[Exercise details]: Collect and copy every line below that contains the word "above".

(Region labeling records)
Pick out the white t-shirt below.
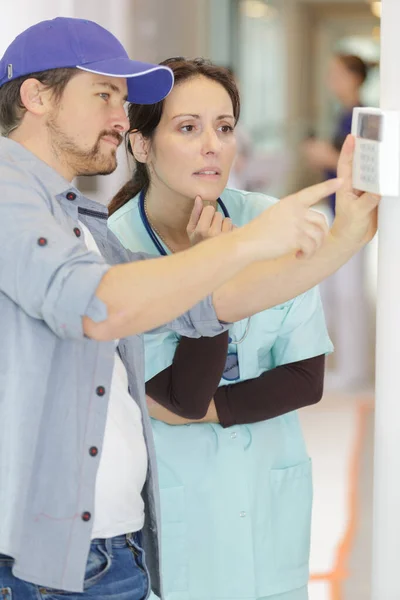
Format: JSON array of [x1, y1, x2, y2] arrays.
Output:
[[79, 222, 147, 539]]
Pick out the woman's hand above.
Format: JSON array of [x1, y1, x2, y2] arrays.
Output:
[[331, 135, 380, 248], [186, 196, 235, 246]]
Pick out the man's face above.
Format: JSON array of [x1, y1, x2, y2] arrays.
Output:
[[46, 72, 129, 177]]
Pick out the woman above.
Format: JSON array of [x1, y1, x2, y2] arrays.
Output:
[[109, 59, 332, 600]]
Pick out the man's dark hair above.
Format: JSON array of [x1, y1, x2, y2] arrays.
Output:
[[0, 68, 79, 136]]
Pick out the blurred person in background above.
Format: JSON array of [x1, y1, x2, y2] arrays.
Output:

[Correct result]:
Pick out the woman's hand above.
Pick out the man's face above.
Pick out the woman above.
Pick out the man's dark hair above.
Pick out the blurred person in background above.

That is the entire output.